== Source material

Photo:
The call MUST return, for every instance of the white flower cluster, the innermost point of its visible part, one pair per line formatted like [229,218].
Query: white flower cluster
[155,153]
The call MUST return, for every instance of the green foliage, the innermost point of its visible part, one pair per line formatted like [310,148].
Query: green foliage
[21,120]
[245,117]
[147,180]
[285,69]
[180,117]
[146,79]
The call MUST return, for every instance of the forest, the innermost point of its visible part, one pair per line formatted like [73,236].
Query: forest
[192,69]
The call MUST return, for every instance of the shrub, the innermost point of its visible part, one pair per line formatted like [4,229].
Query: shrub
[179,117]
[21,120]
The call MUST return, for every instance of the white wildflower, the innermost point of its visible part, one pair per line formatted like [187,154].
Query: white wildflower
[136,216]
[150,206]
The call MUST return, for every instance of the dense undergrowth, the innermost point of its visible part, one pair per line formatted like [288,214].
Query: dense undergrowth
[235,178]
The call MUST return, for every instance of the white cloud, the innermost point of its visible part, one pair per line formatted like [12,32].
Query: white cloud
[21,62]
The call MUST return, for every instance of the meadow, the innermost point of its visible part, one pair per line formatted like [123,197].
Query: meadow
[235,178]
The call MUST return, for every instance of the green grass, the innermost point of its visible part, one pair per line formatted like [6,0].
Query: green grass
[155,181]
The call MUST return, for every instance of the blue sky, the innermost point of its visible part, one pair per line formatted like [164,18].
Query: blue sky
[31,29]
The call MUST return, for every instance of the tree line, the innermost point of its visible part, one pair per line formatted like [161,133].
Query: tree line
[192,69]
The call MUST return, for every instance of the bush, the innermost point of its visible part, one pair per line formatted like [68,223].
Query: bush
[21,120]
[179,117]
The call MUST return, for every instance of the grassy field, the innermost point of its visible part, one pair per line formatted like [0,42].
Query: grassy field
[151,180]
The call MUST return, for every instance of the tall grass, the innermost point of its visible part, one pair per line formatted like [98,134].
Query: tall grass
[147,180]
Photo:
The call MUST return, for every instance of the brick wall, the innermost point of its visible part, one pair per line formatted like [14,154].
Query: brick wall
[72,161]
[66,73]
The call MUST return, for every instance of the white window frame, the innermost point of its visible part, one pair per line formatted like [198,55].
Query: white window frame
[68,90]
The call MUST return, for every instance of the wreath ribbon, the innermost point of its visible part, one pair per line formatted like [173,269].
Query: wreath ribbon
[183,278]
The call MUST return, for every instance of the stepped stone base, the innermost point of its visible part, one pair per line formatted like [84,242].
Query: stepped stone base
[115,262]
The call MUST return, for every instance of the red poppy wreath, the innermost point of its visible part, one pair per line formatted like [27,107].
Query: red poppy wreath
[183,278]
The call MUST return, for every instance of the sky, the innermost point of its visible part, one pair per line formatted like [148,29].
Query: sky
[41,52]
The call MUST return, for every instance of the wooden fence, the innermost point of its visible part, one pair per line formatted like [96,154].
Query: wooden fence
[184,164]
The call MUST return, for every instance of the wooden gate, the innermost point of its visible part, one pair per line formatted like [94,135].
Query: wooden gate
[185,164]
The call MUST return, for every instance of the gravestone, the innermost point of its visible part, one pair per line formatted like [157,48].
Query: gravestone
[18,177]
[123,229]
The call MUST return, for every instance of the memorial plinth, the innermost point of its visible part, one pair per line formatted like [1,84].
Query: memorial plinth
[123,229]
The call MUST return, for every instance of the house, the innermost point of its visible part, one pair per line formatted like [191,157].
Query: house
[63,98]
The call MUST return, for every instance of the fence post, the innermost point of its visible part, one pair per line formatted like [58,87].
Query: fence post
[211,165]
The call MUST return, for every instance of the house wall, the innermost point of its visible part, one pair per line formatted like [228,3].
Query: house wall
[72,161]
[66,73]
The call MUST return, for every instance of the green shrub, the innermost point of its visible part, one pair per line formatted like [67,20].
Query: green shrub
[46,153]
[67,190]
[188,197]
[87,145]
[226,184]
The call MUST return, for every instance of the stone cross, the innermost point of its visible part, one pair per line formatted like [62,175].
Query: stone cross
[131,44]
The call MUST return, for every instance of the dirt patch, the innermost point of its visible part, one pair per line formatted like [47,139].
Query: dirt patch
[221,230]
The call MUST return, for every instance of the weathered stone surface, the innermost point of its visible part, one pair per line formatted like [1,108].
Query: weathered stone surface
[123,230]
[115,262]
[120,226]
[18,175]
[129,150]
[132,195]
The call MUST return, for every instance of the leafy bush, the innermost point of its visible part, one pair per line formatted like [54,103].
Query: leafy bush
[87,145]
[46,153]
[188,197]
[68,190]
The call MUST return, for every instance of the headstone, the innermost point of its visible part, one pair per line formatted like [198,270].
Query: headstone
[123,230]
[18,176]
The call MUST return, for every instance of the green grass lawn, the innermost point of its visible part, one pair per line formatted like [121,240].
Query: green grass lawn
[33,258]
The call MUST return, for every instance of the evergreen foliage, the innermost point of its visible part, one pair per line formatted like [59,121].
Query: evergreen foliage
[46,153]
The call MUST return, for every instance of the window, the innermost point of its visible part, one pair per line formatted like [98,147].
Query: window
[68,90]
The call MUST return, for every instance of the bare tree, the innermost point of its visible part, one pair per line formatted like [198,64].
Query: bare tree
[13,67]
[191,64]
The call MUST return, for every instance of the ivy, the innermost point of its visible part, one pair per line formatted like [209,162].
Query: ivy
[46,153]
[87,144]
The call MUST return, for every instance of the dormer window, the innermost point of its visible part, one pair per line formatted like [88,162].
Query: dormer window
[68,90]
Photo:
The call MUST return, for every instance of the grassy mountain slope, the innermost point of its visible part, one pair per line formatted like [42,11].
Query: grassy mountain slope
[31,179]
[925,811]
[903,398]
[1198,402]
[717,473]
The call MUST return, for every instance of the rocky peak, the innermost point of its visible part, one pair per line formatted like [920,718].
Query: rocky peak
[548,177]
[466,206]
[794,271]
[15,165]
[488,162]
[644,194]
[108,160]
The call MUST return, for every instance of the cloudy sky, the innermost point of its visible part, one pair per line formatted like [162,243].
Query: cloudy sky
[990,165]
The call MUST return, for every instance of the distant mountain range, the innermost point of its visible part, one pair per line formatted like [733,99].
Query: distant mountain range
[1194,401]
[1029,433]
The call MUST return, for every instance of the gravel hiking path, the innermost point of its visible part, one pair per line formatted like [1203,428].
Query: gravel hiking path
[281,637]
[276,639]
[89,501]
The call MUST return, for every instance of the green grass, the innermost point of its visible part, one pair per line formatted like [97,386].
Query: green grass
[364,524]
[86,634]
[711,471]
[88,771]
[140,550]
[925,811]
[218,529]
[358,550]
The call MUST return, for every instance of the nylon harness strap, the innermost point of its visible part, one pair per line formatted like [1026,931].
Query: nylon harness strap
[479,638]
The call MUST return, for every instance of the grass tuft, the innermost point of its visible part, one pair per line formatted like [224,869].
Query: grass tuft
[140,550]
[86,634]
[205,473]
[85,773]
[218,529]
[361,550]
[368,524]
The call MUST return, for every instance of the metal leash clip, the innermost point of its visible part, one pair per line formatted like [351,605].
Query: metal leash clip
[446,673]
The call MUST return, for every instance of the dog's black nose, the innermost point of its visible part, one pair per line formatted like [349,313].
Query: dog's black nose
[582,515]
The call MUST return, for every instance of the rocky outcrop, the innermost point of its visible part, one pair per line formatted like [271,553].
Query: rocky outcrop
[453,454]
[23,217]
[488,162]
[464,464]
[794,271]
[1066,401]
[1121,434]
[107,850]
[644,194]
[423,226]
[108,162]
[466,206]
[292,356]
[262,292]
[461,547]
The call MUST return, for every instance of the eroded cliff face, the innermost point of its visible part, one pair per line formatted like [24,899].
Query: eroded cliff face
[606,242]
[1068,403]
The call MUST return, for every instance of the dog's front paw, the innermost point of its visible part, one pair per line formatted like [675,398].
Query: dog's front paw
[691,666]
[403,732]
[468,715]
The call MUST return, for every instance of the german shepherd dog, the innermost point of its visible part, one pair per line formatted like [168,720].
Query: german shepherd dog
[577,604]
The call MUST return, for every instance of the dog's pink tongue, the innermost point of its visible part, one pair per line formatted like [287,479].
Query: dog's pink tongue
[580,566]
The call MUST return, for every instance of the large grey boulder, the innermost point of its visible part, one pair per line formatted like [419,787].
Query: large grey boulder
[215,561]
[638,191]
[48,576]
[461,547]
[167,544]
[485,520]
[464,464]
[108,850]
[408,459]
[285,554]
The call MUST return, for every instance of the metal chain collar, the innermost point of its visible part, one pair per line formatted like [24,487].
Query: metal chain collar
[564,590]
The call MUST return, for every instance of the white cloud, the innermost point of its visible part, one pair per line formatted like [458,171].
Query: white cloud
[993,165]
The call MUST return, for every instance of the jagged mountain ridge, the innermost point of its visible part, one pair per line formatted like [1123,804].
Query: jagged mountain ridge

====

◆ **Assignment**: Using the data above, extract exactly the lines from the one that holds "Query: brick wall" to the one that holds "formatted like [94,135].", both ends included, and no others.

◆ **Your solution**:
Query: brick wall
[72,161]
[66,73]
The call MUST return, for every instance of the white window frame, the innermost point of its visible part, one pair per line formatted like [198,55].
Query: white window frame
[68,90]
The call MUST return, for every instance of the wreath ribbon, the innermost point of its visible part, one pair per line formatted like [173,269].
Query: wreath ribbon
[183,278]
The call MUST return, for every instance of the stepped stone base, the innermost point of its visible part, one pair per line formatted like [84,242].
Query: stepped stone base
[115,262]
The call MUST return, for every instance of the red poppy wreath, the innermost point of its visible part, one pair per line formatted like [27,107].
Query: red poppy wreath
[183,278]
The call MUST return, for every instance of the sky, the innermost point of its visible part, one pair per line formatted like [148,29].
Query: sky
[41,52]
The call MUST return, for every instance of the wooden fence, the innermost point of its visible part, one pair per line formatted like [96,154].
Query: wooden fence
[184,164]
The call MUST return, for every instance of the wooden gate, the innermost point of its visible part, one pair per line formatted like [94,135].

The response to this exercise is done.